Hamilton, Alonso, Raikkonen, Massa : la victoire à Spa-Francorchamps se jouera entre eux. Mais désigner LE favori prend des allures de jeu de hasard…

Après un break d’une année, le Formula 1 Circus retrouve ce week-end un de ses circuits favoris. Les pilotes adorent en effet le toboggan de Spa-Francorchamps qui déroule ses 7 km dans un cadre somptueux, très différent des océans de béton où se disputent d’autres GP. Quoique… Pour répondre aux exigences de Bernie Ecclestone, les dirigeants spadois ont été contraints de lancer de gigantesques travaux qui ont modifié le paysage autour de l’Eau Rouge.

Un paquebot dans les Ardennes

Travelling arrière jusqu’en 2005. Tonton Bernie lance un ultimatum : soit les infrastructures ardennaises sont (très) modernisées et la Belgique a une chance de conserver une place au calendrier, soit le site reste en l’état et notre pays peut dire bye bye à la F1. Après d’interminables négociations aux accents parfois surréalistes, le gouvernement wallon accepte les conditions du petit Australien. Ce dernier se montre cependant inflexible concernant 2006 : pas question d’organiser une course dans des installations indignes à ses yeux du standing de la F1.

En novembre 2005, au lendemain de la dernière course, le chantier est lancé. Les sociétés qui ont décroché le marché relèvent un fameux défi tant les transformations sont profondes. Elles vont de la construction d’un immense complexe comprenant des nouveaux stands, une multitude de bureaux et salles de réunions et de larges espaces VIP, à la modification de la chicane et de la ligne droite longeant la pit lane. Dans la foulée, les pontes de la F1 imposent aussi l’élargissement de l’épingle de la Source et quelques menus aménagements au virage du raccordement et à Blanchimont entre autres.

La réussite de l’entreprise dépend d’un paramètre capital : la météo ; les hivers sont souvent rigoureux en Ardennes, de grosses chutes de neige ou de longues périodes de gel compliqueraient singulièrement la tâche des ouvriers qui se relayent sur le chantier. Mais le ciel ne leur tombe pas sur la tête et ils gagnent leur pari : le 9 juin, le Francorchamps new look est inauguré à l’occasion des 12 Heures de Spa.

Les visiteurs sont impressionnés. Le nouveau complexe, immédiatement baptisé le paquebot, répond aux standards les plus exigeants en la matière. Certes, les journalistes se retrouvent cloîtrés dans une immense salle de presse d’où ils ne voient pas la piste et n’ont d’autre ressource que de suivre les courses sur les écrans de télévision. Les premiers utilisateurs des espaces VIP découvrent également quelques spécificités comme des portes étroites rendant délicat le passage des palettes utilisées par les traiteurs pour amener leur matériel. Mais globalement, le bilan est positif.

Lignes de données:
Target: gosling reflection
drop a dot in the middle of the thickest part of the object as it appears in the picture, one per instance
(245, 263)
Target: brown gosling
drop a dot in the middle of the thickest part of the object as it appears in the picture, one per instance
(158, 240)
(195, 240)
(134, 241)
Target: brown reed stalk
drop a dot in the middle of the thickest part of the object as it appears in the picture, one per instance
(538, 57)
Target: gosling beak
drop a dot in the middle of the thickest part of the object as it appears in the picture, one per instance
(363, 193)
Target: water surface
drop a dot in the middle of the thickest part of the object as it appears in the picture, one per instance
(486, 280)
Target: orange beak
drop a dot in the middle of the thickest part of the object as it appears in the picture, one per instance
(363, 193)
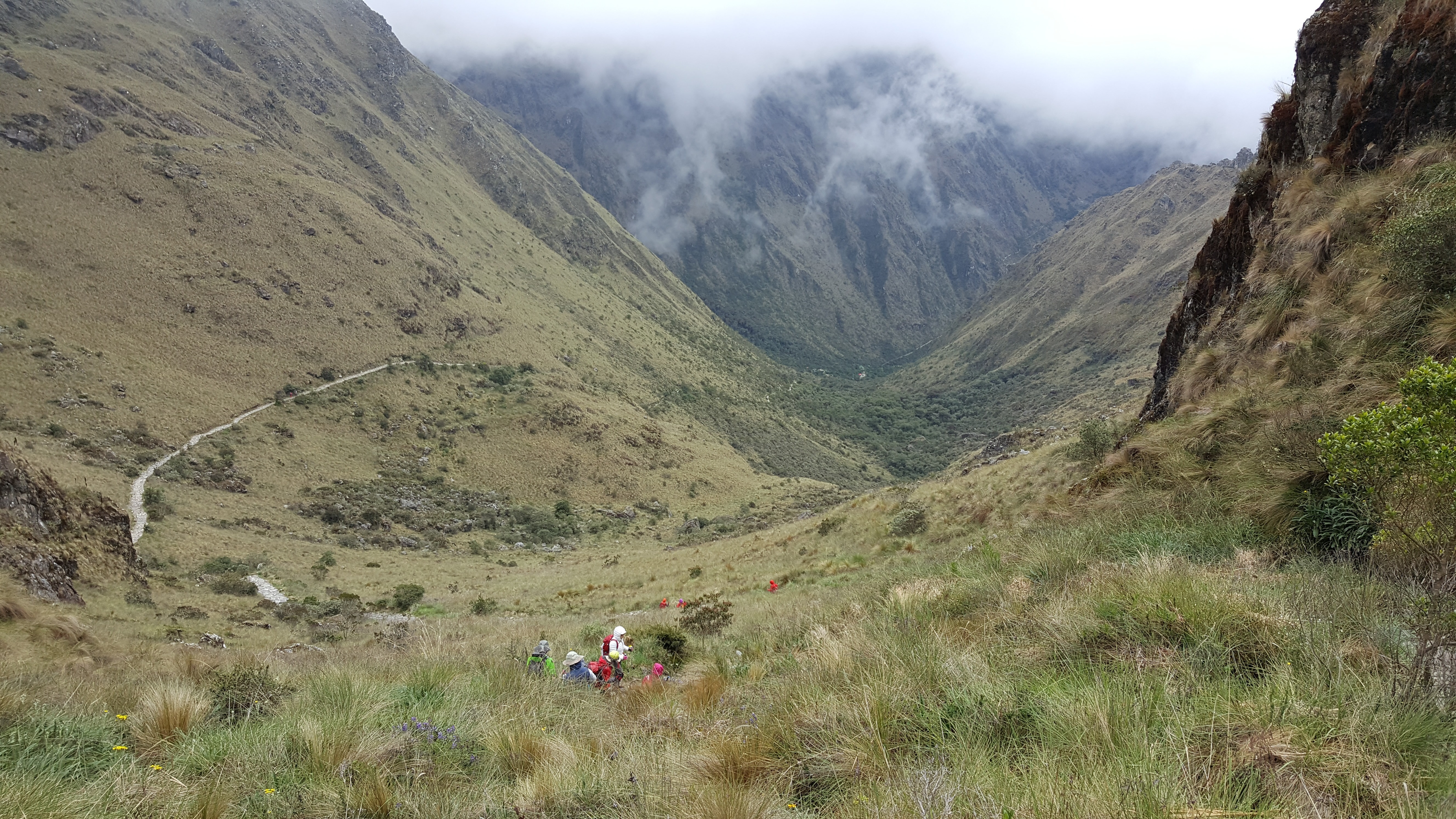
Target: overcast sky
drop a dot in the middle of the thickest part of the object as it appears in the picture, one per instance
(1193, 76)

Consigne:
Selon l'extrait sur le circuit de Spa-Francorchamps, quel surnom le nouveau complexe reçoit-il aussitôt ?

Corrigé:
Le paquebot.